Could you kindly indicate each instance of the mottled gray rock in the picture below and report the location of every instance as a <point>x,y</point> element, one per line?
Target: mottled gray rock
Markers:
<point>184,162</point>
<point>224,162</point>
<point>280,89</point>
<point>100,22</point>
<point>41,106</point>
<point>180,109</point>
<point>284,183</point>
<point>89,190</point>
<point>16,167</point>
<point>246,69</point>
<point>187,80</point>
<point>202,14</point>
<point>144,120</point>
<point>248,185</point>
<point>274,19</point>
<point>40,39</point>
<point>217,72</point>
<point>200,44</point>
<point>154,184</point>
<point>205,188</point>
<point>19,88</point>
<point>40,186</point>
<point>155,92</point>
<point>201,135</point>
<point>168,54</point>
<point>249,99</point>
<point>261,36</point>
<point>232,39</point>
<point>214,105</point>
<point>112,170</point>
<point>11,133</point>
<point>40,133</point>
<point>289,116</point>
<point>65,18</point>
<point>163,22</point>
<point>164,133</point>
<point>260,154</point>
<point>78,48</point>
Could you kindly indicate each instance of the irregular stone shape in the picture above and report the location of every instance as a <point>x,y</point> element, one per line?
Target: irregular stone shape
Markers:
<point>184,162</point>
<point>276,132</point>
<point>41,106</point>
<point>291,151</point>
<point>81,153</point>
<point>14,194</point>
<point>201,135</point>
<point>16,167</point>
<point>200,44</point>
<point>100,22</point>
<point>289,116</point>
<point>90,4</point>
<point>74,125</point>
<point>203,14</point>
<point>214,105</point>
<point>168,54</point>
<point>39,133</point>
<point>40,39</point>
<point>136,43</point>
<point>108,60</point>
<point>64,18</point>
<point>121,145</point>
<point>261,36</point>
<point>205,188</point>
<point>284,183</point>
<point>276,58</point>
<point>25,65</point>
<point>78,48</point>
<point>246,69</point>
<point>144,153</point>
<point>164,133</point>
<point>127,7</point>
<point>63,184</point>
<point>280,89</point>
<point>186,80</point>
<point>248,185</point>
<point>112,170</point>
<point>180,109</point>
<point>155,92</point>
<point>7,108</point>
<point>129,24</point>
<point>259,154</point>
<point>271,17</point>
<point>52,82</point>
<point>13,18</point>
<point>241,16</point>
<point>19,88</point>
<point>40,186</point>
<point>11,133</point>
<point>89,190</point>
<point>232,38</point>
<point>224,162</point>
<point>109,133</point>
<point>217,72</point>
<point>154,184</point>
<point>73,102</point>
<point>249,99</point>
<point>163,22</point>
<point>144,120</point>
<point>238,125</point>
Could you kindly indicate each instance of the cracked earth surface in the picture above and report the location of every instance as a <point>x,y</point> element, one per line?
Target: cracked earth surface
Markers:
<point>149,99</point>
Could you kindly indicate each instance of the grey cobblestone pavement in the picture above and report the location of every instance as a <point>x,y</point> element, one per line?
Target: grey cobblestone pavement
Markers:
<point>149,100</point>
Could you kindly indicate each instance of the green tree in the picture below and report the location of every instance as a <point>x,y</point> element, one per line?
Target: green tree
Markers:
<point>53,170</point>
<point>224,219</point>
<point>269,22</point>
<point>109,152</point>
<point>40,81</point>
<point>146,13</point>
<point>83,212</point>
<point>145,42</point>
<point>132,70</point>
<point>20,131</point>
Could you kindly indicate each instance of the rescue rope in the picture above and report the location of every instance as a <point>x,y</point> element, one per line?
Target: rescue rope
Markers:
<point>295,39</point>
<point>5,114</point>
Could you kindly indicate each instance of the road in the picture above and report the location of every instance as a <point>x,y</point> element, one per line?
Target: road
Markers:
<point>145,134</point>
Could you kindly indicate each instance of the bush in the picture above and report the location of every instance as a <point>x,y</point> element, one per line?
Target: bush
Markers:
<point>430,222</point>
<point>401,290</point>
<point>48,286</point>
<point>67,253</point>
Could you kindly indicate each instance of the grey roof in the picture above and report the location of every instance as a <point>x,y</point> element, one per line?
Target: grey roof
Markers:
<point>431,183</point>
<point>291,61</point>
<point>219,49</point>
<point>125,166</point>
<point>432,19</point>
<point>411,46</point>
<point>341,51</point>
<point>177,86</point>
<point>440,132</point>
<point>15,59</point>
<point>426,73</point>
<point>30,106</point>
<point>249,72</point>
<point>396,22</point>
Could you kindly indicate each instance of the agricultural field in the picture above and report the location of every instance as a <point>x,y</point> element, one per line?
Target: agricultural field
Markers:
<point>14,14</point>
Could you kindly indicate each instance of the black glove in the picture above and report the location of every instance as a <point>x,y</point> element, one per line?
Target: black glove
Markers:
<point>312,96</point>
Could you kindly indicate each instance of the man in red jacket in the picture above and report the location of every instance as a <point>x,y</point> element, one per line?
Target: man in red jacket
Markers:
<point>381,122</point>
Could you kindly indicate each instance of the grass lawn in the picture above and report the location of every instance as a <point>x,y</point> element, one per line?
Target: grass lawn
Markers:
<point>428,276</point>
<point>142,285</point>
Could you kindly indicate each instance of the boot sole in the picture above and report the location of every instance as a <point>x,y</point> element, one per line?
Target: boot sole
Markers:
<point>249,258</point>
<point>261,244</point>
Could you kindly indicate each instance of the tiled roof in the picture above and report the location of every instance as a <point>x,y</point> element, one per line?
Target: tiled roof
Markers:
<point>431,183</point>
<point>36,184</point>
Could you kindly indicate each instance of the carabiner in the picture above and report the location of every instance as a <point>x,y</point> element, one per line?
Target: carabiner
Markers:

EXERCISE GOAL.
Take the entries above and transcribe them exactly.

RESULT FOR THIS EXERCISE.
Could you kindly indicate each instance of the mottled gray rock in the picture below and report the location of every instance as a <point>x,y</point> element, one per line?
Target: mottled gray rock
Markers:
<point>184,162</point>
<point>224,162</point>
<point>280,89</point>
<point>100,22</point>
<point>41,106</point>
<point>180,109</point>
<point>284,183</point>
<point>89,190</point>
<point>16,167</point>
<point>246,69</point>
<point>187,80</point>
<point>202,14</point>
<point>144,120</point>
<point>248,185</point>
<point>274,19</point>
<point>40,39</point>
<point>217,72</point>
<point>200,44</point>
<point>154,184</point>
<point>205,188</point>
<point>19,88</point>
<point>40,186</point>
<point>155,92</point>
<point>201,135</point>
<point>168,54</point>
<point>249,99</point>
<point>261,36</point>
<point>232,39</point>
<point>214,105</point>
<point>112,170</point>
<point>11,133</point>
<point>40,133</point>
<point>289,116</point>
<point>65,18</point>
<point>163,22</point>
<point>164,133</point>
<point>260,154</point>
<point>78,48</point>
Could you kindly indicate each instance of the irregular stone shape in the picture above and report the location of every instance as a <point>x,y</point> element, one per line?
Target: irregular stone shape
Markers:
<point>184,162</point>
<point>276,132</point>
<point>41,106</point>
<point>291,151</point>
<point>81,153</point>
<point>14,194</point>
<point>201,135</point>
<point>16,167</point>
<point>200,44</point>
<point>100,22</point>
<point>289,116</point>
<point>90,4</point>
<point>74,125</point>
<point>203,14</point>
<point>214,105</point>
<point>168,54</point>
<point>39,133</point>
<point>40,39</point>
<point>136,43</point>
<point>108,60</point>
<point>64,18</point>
<point>121,145</point>
<point>261,36</point>
<point>205,188</point>
<point>284,183</point>
<point>276,58</point>
<point>25,65</point>
<point>78,48</point>
<point>246,69</point>
<point>144,153</point>
<point>164,133</point>
<point>127,7</point>
<point>63,184</point>
<point>280,89</point>
<point>186,80</point>
<point>248,185</point>
<point>112,170</point>
<point>180,109</point>
<point>155,92</point>
<point>7,108</point>
<point>129,24</point>
<point>259,154</point>
<point>271,17</point>
<point>52,82</point>
<point>13,18</point>
<point>241,16</point>
<point>19,88</point>
<point>40,186</point>
<point>11,133</point>
<point>89,190</point>
<point>232,38</point>
<point>224,162</point>
<point>109,133</point>
<point>217,72</point>
<point>154,184</point>
<point>73,102</point>
<point>249,99</point>
<point>163,22</point>
<point>144,120</point>
<point>238,125</point>
Could you kindly indicate each instance of the cracked earth surface in the picture above and report the location of every instance as a <point>x,y</point> element, one per line?
Target: cracked earth surface
Markers:
<point>149,99</point>
Could you kindly indicate each instance of the grey cobblestone pavement in the picture above and report the location of every instance as a <point>x,y</point> element, one per line?
Target: grey cobblestone pavement
Markers:
<point>149,100</point>
Could you kindly indicate each instance of the green tree in the picture below and report the location of every instance as a <point>x,y</point> element, one per line?
Target: green tree
Markers:
<point>53,170</point>
<point>224,219</point>
<point>269,22</point>
<point>109,152</point>
<point>40,81</point>
<point>146,13</point>
<point>83,212</point>
<point>145,42</point>
<point>132,70</point>
<point>20,131</point>
Could you kindly indicate each instance of the rescue rope in the picture above and report the location of every instance as a <point>x,y</point> element, one per line?
Target: rescue rope
Markers:
<point>295,39</point>
<point>5,114</point>
Could you kindly indicate each instance of the road in the picture above and report the location of every instance as a <point>x,y</point> element, one per line?
Target: road
Markers:
<point>145,134</point>
Could you kindly indicate each instance of the bush in the picture above and report the location of every instance as a <point>x,y</point> element, one per line?
Target: bush
Markers:
<point>430,222</point>
<point>401,290</point>
<point>48,286</point>
<point>67,253</point>
Could you kindly indicate each instance of the grey roof in the picture above and report the location of every instance as a <point>x,y</point> element, one per line?
Target: grey roof
Markers:
<point>431,183</point>
<point>291,61</point>
<point>219,49</point>
<point>125,166</point>
<point>432,19</point>
<point>411,46</point>
<point>341,51</point>
<point>177,86</point>
<point>440,132</point>
<point>15,59</point>
<point>426,73</point>
<point>30,106</point>
<point>249,72</point>
<point>396,22</point>
Could you kindly indicate each instance of the agricultural field in the picture above and report the location of every instance as a <point>x,y</point> element, one per line?
Target: agricultural field
Markers:
<point>14,14</point>
Could you kindly indicate each instance of the black glove in the picture above and report the location of every instance as a <point>x,y</point> element, one per line?
Target: black glove
Markers:
<point>312,96</point>
Could you kindly indicate each instance of the man in red jacket in the picture above and report the location of every instance as a <point>x,y</point> element, one per line?
Target: man in red jacket
Markers:
<point>381,122</point>
Could you kindly indicate each instance of the grass lawn in the picture above and report the location of every instance as a <point>x,y</point> element, one per line?
Target: grass lawn
Markers:
<point>428,276</point>
<point>142,285</point>
Could you kindly indicate each instance of the boot sole in the picture above and report the location of every instance as a <point>x,y</point> element, one per line?
Target: boot sole
Markers:
<point>249,258</point>
<point>261,244</point>
Could you kindly indicate each instance of the tiled roof in the picture above and report the location of every instance as a <point>x,y</point> element, one per line?
Target: tiled roof
Markers:
<point>431,183</point>
<point>36,184</point>
Could you kindly indicate each instance of the carabiner in the picture above and report the location of every instance as a <point>x,y</point> element, one per line?
Target: carabiner
Markers:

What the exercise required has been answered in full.